> _Selected extract_:
· · ·

Now let's take a peek inside:

In [None]:
bellevue_df.head(1)

Alright! Let's do the same thing for the "profession," "gender," and "children" columns.

In [None]:
bellevue_df = bellevue_df.rename(columns={'profession': 'profession_recorded',\
                            'gender' : 'gender_recorded', 'children': 'children_recorded'})
# Note: if a line of code gets too long and you want to make sure that you don't have to
# scroll over to keep reading it, you can create a line break with a backslash \
# Jupyter will read the multiple lines as one continuous line of code

In [None]:
bellevue_df

### 💡 Pro Tip 💡 
> One of the handy things about working with data in `pandas` is that it allows you to manipulate data, replace missing values, add new columns, or drop columns --- all **without** touching the original CSV or text files that you're working with. This can be particularly handy for exploratory research and for making sure that you don't accidentally overwrite your data!

### Clean and Transform data values
Remember the string methods we learned last week ––how you can use `.str.replace()` or `str.lower()` to transform values in a string of text? Well, the same methods can be applied to pandas DataFrame columns!!

So, If we want to replace the gender columns’s single letter abbreviation for gender ('m'/'f') with “man” / “woman”, we could use the `.str.replace()` method.

In [None]:
bellevue_df["gender_recorded"] = bellevue_df["gender_recorded"].str.replace('m', 'man')

In [None]:
bellevue_df["gender_recorded"] = bellevue_df["gender_recorded"].str.replace('w', 'woman')

---

## Pandas Cheat Sheet 
Open up the following [Pandas Cheat Sheet](python-pandas-cheat-sheet.md) in a new window.

In [43]:
from IPython.display import Markdown, display

display(Markdown("python-pandas-cheat-sheet.md"))

## `Pandas` Cheatsheet: Operations we can peform on DataFrames

### Using string methods to clean or transform data in columns: 

![image](../_images/pusheen-yarn.png)

· · ·

Collected data entries:

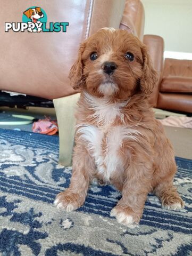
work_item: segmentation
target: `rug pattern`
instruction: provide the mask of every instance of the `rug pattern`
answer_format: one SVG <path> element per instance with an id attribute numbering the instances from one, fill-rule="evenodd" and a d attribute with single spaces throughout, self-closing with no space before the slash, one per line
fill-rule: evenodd
<path id="1" fill-rule="evenodd" d="M 57 137 L 0 129 L 0 255 L 192 255 L 191 161 L 176 158 L 185 209 L 163 210 L 150 194 L 139 226 L 129 229 L 110 217 L 121 198 L 112 186 L 92 185 L 75 212 L 55 207 L 71 175 L 58 156 Z"/>

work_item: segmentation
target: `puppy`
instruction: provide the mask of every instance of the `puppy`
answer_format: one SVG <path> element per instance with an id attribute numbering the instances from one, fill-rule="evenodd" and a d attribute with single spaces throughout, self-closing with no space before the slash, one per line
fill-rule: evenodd
<path id="1" fill-rule="evenodd" d="M 81 44 L 69 78 L 81 93 L 71 183 L 57 207 L 80 207 L 95 178 L 122 192 L 111 215 L 127 226 L 139 223 L 149 192 L 165 208 L 183 207 L 173 148 L 148 103 L 157 74 L 147 47 L 126 30 L 102 29 Z"/>
<path id="2" fill-rule="evenodd" d="M 40 23 L 40 21 L 38 21 L 38 19 L 40 19 L 44 17 L 44 14 L 41 12 L 41 9 L 40 7 L 36 7 L 35 8 L 30 8 L 25 12 L 23 12 L 23 14 L 26 15 L 27 18 L 30 19 L 32 21 L 29 21 L 28 23 Z M 32 31 L 36 32 L 36 30 L 34 29 L 32 30 L 31 28 L 29 28 L 28 30 L 30 33 Z M 41 28 L 38 28 L 37 29 L 37 33 L 39 33 L 42 30 Z"/>

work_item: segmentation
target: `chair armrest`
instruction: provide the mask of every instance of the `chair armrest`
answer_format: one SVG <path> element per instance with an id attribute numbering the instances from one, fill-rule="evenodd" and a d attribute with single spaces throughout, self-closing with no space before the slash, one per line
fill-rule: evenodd
<path id="1" fill-rule="evenodd" d="M 159 36 L 145 35 L 144 43 L 148 46 L 153 67 L 157 71 L 158 75 L 157 82 L 154 86 L 149 99 L 150 103 L 155 107 L 157 103 L 164 68 L 164 40 Z"/>

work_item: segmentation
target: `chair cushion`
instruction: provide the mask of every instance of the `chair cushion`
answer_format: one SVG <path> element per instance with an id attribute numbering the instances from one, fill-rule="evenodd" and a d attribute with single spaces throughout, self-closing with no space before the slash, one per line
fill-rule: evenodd
<path id="1" fill-rule="evenodd" d="M 160 92 L 192 93 L 192 77 L 170 76 L 163 77 Z"/>

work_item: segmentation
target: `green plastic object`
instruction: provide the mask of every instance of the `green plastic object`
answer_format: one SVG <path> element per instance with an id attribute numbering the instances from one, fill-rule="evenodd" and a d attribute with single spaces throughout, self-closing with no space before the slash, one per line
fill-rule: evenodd
<path id="1" fill-rule="evenodd" d="M 23 125 L 24 124 L 29 124 L 33 122 L 35 117 L 30 116 L 25 116 L 24 115 L 12 115 L 13 117 L 18 118 L 27 119 L 24 121 L 2 121 L 0 122 L 0 125 Z"/>

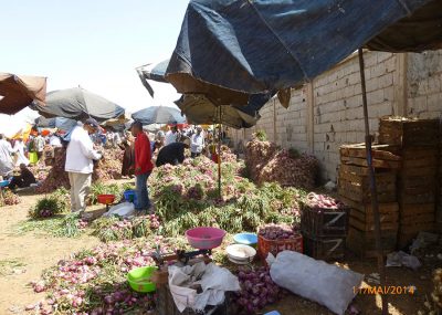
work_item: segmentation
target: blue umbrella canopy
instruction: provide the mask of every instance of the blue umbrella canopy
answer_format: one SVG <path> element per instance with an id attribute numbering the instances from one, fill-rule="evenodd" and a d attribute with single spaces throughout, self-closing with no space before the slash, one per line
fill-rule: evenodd
<path id="1" fill-rule="evenodd" d="M 64 117 L 75 120 L 93 117 L 98 122 L 117 118 L 125 109 L 82 87 L 48 93 L 46 105 L 33 104 L 33 109 L 46 118 Z"/>
<path id="2" fill-rule="evenodd" d="M 187 122 L 179 109 L 169 106 L 150 106 L 131 114 L 131 118 L 143 125 L 185 124 Z"/>
<path id="3" fill-rule="evenodd" d="M 245 105 L 250 94 L 311 81 L 367 43 L 440 48 L 441 12 L 430 0 L 192 0 L 166 80 L 179 93 Z M 411 21 L 399 31 L 388 28 L 403 18 Z"/>

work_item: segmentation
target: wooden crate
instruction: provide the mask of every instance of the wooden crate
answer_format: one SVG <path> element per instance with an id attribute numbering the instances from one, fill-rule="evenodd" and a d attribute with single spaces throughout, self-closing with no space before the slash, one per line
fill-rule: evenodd
<path id="1" fill-rule="evenodd" d="M 339 196 L 357 202 L 369 202 L 371 197 L 369 177 L 347 172 L 345 169 L 340 168 L 338 171 Z M 376 174 L 376 186 L 379 202 L 394 202 L 397 200 L 394 172 Z"/>
<path id="2" fill-rule="evenodd" d="M 386 255 L 396 250 L 397 235 L 397 230 L 382 231 L 381 243 Z M 349 227 L 346 245 L 361 258 L 375 258 L 377 255 L 375 232 L 360 231 L 354 227 Z"/>
<path id="3" fill-rule="evenodd" d="M 400 203 L 399 213 L 401 218 L 414 217 L 417 214 L 428 214 L 434 213 L 435 204 L 434 203 L 421 203 L 421 204 L 412 204 L 412 203 Z"/>
<path id="4" fill-rule="evenodd" d="M 390 216 L 381 214 L 380 216 L 380 229 L 383 230 L 398 230 L 399 223 L 396 219 L 396 221 L 390 221 L 392 218 Z M 375 231 L 375 222 L 367 222 L 367 221 L 361 221 L 356 217 L 350 216 L 349 220 L 350 227 L 354 227 L 360 231 Z"/>
<path id="5" fill-rule="evenodd" d="M 340 201 L 343 201 L 344 204 L 348 206 L 349 208 L 357 209 L 367 214 L 372 214 L 371 203 L 360 203 L 360 202 L 356 202 L 350 199 L 347 199 L 345 197 L 341 197 Z M 379 208 L 378 209 L 379 213 L 398 212 L 399 203 L 398 202 L 379 203 L 378 208 Z"/>
<path id="6" fill-rule="evenodd" d="M 344 145 L 339 148 L 343 165 L 367 167 L 367 151 L 365 144 Z M 387 145 L 371 146 L 372 165 L 380 169 L 396 169 L 401 166 L 401 158 L 389 150 Z"/>
<path id="7" fill-rule="evenodd" d="M 419 232 L 434 232 L 435 228 L 434 222 L 401 224 L 398 233 L 398 246 L 403 249 L 418 237 Z"/>
<path id="8" fill-rule="evenodd" d="M 301 230 L 311 238 L 346 237 L 349 209 L 314 208 L 302 206 Z"/>
<path id="9" fill-rule="evenodd" d="M 380 203 L 382 204 L 382 203 Z M 350 218 L 365 222 L 366 224 L 373 224 L 375 223 L 375 216 L 372 212 L 365 212 L 360 211 L 359 209 L 352 208 L 350 209 Z M 385 212 L 383 209 L 379 209 L 379 219 L 381 223 L 397 223 L 399 222 L 399 211 L 392 212 L 388 211 Z"/>
<path id="10" fill-rule="evenodd" d="M 303 234 L 304 253 L 316 260 L 335 260 L 345 256 L 346 237 L 311 238 Z"/>
<path id="11" fill-rule="evenodd" d="M 409 146 L 438 146 L 439 119 L 390 119 L 379 122 L 379 143 Z"/>

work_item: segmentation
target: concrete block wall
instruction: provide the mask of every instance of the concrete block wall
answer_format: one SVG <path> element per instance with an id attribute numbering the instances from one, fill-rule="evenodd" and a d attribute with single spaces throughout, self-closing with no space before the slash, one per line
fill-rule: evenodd
<path id="1" fill-rule="evenodd" d="M 386 115 L 434 118 L 442 116 L 442 51 L 421 54 L 365 53 L 368 115 L 371 134 Z M 264 129 L 282 147 L 314 154 L 322 178 L 336 180 L 339 146 L 364 141 L 364 113 L 357 54 L 292 90 L 288 108 L 277 98 L 261 111 L 257 125 L 234 130 L 235 143 Z"/>

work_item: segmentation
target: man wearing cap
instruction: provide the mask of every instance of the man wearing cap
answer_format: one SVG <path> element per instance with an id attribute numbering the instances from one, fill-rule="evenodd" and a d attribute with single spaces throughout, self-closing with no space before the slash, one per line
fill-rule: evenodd
<path id="1" fill-rule="evenodd" d="M 149 192 L 147 190 L 147 179 L 150 176 L 154 165 L 151 162 L 150 141 L 143 132 L 143 124 L 135 122 L 131 125 L 131 134 L 135 137 L 135 176 L 137 204 L 135 209 L 138 213 L 150 209 Z"/>
<path id="2" fill-rule="evenodd" d="M 204 135 L 202 134 L 202 127 L 197 126 L 197 133 L 191 138 L 190 153 L 192 158 L 199 157 L 204 148 Z"/>
<path id="3" fill-rule="evenodd" d="M 189 146 L 190 139 L 186 138 L 182 143 L 173 143 L 162 147 L 158 153 L 156 166 L 182 164 L 185 161 L 185 149 L 189 148 Z"/>
<path id="4" fill-rule="evenodd" d="M 88 118 L 83 126 L 75 126 L 66 150 L 64 170 L 69 174 L 71 185 L 71 211 L 83 212 L 86 209 L 85 198 L 90 192 L 93 160 L 98 160 L 102 155 L 94 150 L 90 135 L 99 128 L 94 118 Z"/>

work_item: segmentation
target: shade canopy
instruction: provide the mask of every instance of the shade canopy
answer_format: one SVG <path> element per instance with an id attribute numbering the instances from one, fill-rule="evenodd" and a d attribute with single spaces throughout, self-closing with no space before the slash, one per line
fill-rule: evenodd
<path id="1" fill-rule="evenodd" d="M 308 82 L 366 43 L 415 48 L 410 20 L 431 30 L 420 48 L 439 48 L 441 7 L 440 0 L 192 0 L 166 80 L 217 104 L 249 104 L 250 94 Z"/>
<path id="2" fill-rule="evenodd" d="M 224 124 L 240 129 L 254 126 L 260 117 L 257 114 L 248 115 L 233 106 L 215 106 L 204 95 L 185 94 L 175 103 L 186 113 L 190 124 Z"/>
<path id="3" fill-rule="evenodd" d="M 143 85 L 148 91 L 154 91 L 149 81 L 167 82 L 166 69 L 169 60 L 159 64 L 149 64 L 137 69 L 138 75 Z M 151 94 L 152 95 L 152 94 Z M 152 95 L 154 96 L 154 95 Z M 219 122 L 218 106 L 228 106 L 222 111 L 227 114 L 222 123 L 230 125 L 233 128 L 248 128 L 256 124 L 259 111 L 273 94 L 252 94 L 248 95 L 246 103 L 239 105 L 215 104 L 212 98 L 206 97 L 203 94 L 186 94 L 180 99 L 175 102 L 182 113 L 186 114 L 189 122 L 194 124 L 213 124 Z M 240 113 L 238 113 L 240 112 Z M 229 118 L 234 118 L 232 122 Z"/>
<path id="4" fill-rule="evenodd" d="M 187 122 L 178 108 L 169 106 L 150 106 L 131 114 L 131 118 L 143 125 L 183 124 Z"/>
<path id="5" fill-rule="evenodd" d="M 44 106 L 46 78 L 0 73 L 0 113 L 12 115 L 32 102 Z"/>
<path id="6" fill-rule="evenodd" d="M 64 117 L 75 120 L 93 117 L 105 122 L 125 113 L 117 104 L 82 87 L 50 92 L 46 95 L 46 106 L 35 104 L 33 108 L 48 118 Z"/>
<path id="7" fill-rule="evenodd" d="M 64 117 L 46 118 L 40 116 L 35 119 L 35 126 L 40 128 L 57 128 L 69 132 L 76 126 L 76 120 Z"/>

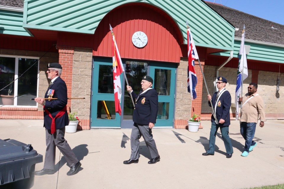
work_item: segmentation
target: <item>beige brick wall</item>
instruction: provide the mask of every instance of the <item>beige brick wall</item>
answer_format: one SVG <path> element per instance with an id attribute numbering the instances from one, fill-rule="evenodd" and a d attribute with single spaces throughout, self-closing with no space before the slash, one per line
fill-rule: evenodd
<path id="1" fill-rule="evenodd" d="M 203 71 L 209 93 L 212 96 L 213 92 L 213 80 L 217 68 L 216 66 L 204 66 Z M 244 81 L 243 85 L 243 96 L 247 92 L 247 87 L 251 82 L 251 70 L 249 69 L 248 71 L 248 77 Z M 235 103 L 237 71 L 236 68 L 227 67 L 223 67 L 219 71 L 219 76 L 225 77 L 228 81 L 226 89 L 231 94 L 232 103 Z M 284 81 L 284 73 L 280 73 L 280 74 L 279 79 L 282 82 L 280 82 L 280 90 L 279 94 L 277 94 L 276 90 L 278 74 L 277 72 L 259 71 L 258 91 L 263 99 L 267 114 L 284 112 L 284 82 L 283 81 Z M 212 109 L 208 105 L 207 93 L 204 83 L 202 92 L 201 113 L 211 113 Z M 235 107 L 231 107 L 230 113 L 234 113 L 235 110 Z"/>
<path id="2" fill-rule="evenodd" d="M 191 95 L 187 92 L 187 68 L 188 60 L 182 58 L 177 71 L 177 92 L 175 119 L 187 119 L 190 118 Z"/>
<path id="3" fill-rule="evenodd" d="M 92 57 L 91 49 L 74 49 L 72 97 L 85 99 L 72 100 L 71 107 L 72 112 L 78 112 L 80 119 L 90 118 Z"/>
<path id="4" fill-rule="evenodd" d="M 276 93 L 278 74 L 277 72 L 259 71 L 257 91 L 263 99 L 266 113 L 284 112 L 284 73 L 280 73 L 280 90 Z"/>

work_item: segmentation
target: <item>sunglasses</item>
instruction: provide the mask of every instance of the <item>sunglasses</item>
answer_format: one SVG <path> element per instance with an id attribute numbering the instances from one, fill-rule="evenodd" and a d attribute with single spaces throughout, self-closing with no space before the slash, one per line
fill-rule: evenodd
<path id="1" fill-rule="evenodd" d="M 53 71 L 55 71 L 55 70 L 47 70 L 46 71 L 50 73 L 51 72 Z"/>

· · ·

> _What you are asked to do_:
Supply the next part of the pandas tutorial, starting right after its last line. None of the items are needed here.

> _Answer to this problem_:
| **Pandas String Method** | **Explanation**                                                                                   |
|:-------------:|:---------------------------------------------------------------------------------------------------:|
| df['column_name']`.str.lower()`         | makes the string in each row lowercase                                                                                |
| df['column_name']`.str.upper()`         | makes the string in each row uppercase                                                |
| df['column_name']`.str.title()`         | makes the string in each row titlecase                                                |
| df['column_name']`.str.replace('old string', 'new string')`      | replaces `old string` with `new string` for each row |
| df['column_name']`.str.contains('some string')`      | tests whether string in each row contains "some string" |
| df['column_name']`.str.split('delim')`          | returns a list of substrings separated by the given delimiter |
| df['column_name']`.str.join(list)`         | opposite of split(), joins the elements in the given list together using the string                                                                   


### Renaming, adding, dropping columns
![image](../_images/pusheen-bake.png)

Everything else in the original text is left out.